課題 :: 以下のレコードから、文字列「shoulder」を含む行をすべて集めて書き写すこと。

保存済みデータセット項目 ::
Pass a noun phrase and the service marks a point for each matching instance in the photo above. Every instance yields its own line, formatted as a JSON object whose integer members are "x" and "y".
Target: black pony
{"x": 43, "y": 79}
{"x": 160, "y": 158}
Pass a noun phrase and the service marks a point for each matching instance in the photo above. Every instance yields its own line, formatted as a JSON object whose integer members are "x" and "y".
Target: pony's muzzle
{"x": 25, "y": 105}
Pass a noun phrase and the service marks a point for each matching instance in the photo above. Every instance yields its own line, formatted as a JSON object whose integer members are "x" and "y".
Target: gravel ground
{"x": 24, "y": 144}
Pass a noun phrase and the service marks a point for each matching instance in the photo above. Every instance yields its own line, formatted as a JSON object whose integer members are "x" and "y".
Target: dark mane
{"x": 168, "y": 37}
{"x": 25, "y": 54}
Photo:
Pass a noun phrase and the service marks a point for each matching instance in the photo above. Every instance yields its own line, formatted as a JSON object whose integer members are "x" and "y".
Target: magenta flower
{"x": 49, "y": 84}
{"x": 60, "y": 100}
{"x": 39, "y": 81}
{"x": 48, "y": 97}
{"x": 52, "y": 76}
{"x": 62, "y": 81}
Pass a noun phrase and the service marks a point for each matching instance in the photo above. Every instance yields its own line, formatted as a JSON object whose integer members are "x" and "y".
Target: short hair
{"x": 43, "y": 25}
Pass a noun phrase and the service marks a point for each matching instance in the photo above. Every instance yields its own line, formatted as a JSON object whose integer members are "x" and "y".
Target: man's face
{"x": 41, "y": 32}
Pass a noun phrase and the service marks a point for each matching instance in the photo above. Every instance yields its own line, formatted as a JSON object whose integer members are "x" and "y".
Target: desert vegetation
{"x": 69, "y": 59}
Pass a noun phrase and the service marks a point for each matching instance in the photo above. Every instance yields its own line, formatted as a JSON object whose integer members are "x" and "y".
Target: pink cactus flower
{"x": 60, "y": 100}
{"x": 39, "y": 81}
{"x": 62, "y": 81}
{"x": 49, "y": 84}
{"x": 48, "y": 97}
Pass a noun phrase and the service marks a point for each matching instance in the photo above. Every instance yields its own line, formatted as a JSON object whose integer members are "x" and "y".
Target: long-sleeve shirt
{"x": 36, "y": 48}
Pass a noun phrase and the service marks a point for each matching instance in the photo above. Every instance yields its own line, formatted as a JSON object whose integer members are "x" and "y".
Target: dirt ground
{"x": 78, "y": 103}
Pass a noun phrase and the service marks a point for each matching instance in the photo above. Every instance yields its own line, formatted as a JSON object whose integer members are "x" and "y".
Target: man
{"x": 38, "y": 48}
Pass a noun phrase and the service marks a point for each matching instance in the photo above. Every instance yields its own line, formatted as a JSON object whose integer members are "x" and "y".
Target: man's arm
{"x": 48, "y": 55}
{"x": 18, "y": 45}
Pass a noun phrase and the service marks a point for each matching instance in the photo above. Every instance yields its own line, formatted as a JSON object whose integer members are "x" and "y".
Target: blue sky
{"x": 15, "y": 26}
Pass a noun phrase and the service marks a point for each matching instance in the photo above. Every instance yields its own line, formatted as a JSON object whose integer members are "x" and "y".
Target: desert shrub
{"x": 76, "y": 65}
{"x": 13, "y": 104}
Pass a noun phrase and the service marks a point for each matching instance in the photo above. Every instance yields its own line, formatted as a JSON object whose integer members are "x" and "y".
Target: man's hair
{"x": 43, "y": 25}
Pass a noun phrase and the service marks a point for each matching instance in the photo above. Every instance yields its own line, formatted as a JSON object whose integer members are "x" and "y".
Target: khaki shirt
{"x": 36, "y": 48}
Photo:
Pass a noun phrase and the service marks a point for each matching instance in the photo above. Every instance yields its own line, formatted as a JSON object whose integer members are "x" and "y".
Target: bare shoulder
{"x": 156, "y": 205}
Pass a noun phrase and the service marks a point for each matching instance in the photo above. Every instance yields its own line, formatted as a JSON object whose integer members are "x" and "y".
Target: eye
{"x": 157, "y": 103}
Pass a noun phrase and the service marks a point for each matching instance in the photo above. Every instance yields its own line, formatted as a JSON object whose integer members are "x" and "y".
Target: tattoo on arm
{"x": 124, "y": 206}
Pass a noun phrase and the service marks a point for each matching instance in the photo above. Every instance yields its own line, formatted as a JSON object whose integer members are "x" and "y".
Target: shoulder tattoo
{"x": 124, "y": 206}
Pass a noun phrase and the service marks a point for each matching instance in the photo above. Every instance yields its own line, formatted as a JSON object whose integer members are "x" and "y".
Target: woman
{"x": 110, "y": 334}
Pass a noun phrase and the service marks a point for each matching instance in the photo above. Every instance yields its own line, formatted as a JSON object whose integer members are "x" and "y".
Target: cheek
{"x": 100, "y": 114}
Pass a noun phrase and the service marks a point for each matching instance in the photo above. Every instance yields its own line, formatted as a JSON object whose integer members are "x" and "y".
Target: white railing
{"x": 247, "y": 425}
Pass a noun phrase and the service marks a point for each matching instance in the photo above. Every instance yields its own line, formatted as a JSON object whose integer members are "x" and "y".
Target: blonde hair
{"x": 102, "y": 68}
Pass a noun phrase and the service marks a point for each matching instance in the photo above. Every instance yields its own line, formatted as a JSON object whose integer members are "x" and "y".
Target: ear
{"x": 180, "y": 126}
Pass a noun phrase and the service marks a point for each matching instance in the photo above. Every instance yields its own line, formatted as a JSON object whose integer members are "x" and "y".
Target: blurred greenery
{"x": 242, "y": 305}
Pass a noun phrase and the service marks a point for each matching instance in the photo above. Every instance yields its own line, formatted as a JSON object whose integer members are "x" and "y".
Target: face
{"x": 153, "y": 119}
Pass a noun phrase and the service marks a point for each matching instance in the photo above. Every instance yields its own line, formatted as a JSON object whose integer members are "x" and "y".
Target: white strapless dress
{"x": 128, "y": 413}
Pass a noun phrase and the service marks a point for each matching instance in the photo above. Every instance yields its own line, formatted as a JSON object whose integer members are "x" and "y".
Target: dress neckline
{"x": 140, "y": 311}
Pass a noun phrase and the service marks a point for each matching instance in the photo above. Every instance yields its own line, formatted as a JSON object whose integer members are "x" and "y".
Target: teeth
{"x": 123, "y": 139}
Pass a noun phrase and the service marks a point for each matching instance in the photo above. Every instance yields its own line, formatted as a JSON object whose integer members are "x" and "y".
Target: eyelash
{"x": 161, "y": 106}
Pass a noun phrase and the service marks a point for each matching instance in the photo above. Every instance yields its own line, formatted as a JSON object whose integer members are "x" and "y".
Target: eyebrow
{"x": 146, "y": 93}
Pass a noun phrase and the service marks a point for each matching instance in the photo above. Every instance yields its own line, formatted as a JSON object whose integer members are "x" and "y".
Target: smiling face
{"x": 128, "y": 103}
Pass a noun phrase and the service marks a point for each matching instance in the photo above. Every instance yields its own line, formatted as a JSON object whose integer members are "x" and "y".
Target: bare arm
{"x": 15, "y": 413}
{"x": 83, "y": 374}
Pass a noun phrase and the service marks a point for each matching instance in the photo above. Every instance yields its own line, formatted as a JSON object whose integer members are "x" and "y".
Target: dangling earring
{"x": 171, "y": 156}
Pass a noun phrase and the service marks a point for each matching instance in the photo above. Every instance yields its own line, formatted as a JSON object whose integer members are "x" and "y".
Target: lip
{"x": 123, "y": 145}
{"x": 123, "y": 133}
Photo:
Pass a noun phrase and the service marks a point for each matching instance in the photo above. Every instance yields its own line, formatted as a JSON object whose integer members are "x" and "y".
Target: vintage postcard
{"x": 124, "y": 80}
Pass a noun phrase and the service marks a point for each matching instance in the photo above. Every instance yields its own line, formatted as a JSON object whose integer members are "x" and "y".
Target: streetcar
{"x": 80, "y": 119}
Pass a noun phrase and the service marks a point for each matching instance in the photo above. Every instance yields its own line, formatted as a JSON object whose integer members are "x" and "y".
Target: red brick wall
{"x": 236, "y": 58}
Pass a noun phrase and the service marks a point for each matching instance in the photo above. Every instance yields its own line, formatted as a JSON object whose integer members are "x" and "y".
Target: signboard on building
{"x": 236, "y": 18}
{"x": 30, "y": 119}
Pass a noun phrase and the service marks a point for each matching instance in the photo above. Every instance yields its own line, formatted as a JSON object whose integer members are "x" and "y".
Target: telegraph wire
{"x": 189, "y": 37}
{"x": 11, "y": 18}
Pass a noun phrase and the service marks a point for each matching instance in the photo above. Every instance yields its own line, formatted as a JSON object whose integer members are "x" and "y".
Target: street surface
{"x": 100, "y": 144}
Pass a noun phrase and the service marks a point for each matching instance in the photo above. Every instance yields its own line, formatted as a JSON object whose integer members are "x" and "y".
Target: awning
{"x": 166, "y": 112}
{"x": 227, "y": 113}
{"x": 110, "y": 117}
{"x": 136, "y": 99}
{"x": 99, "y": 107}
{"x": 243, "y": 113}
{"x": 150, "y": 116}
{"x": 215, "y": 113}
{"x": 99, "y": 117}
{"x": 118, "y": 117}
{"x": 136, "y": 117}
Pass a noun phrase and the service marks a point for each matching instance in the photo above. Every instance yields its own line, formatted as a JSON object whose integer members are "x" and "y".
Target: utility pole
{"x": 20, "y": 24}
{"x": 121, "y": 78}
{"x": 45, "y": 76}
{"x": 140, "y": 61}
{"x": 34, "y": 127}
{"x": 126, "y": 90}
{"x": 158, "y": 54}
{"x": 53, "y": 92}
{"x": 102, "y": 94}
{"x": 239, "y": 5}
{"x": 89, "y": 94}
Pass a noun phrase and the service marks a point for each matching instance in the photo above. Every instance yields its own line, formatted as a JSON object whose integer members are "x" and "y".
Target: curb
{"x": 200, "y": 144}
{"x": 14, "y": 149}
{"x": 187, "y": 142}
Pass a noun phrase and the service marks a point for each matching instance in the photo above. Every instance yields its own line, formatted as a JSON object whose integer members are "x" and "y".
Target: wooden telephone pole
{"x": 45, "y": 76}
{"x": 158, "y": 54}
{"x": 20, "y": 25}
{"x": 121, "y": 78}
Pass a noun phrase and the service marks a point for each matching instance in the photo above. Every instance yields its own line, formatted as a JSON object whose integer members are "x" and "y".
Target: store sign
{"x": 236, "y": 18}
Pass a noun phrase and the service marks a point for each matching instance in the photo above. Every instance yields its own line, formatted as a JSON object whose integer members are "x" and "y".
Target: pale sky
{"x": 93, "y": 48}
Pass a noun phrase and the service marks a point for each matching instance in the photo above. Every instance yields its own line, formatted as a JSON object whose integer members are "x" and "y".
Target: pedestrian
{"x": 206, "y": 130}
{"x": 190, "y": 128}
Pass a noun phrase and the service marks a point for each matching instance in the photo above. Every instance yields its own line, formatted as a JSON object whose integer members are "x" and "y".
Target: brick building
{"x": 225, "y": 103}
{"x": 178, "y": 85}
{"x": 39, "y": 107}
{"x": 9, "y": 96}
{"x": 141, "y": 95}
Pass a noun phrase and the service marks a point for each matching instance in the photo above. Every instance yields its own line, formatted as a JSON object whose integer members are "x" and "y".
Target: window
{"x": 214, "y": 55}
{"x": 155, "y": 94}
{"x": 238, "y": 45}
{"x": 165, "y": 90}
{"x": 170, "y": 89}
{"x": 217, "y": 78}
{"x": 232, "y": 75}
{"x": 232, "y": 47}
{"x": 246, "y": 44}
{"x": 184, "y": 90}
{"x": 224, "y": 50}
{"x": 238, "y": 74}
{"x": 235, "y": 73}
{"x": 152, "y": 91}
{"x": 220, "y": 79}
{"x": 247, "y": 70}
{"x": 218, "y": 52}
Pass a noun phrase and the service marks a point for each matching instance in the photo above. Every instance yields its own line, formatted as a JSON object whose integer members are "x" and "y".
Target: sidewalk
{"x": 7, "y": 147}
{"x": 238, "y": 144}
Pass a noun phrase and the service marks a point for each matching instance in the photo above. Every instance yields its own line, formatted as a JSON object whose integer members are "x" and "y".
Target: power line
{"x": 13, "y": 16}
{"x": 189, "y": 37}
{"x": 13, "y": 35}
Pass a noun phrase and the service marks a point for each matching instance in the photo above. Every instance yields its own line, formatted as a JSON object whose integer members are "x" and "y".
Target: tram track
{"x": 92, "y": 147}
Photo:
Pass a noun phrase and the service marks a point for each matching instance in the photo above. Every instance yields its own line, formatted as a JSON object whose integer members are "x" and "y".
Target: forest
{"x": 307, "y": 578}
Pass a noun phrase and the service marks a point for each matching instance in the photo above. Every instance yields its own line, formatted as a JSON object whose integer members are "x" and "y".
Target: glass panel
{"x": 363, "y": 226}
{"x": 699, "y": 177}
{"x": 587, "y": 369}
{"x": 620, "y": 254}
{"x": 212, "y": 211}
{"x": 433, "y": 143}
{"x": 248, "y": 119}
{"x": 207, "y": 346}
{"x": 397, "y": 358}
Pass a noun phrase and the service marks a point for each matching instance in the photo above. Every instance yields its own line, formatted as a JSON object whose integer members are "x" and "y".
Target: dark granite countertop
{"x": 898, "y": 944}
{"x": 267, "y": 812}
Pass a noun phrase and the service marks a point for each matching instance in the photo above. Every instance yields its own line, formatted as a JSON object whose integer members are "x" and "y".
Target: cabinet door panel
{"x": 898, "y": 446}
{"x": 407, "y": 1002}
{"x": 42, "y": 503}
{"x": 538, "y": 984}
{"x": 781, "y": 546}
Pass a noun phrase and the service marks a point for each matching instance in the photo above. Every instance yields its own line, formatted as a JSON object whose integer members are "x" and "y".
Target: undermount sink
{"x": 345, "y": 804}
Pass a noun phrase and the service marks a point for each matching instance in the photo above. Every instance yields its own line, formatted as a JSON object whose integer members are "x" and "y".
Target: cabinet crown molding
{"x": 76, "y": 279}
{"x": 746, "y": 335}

正解 ::
Target: bare shoulder
Target: shoulder tattoo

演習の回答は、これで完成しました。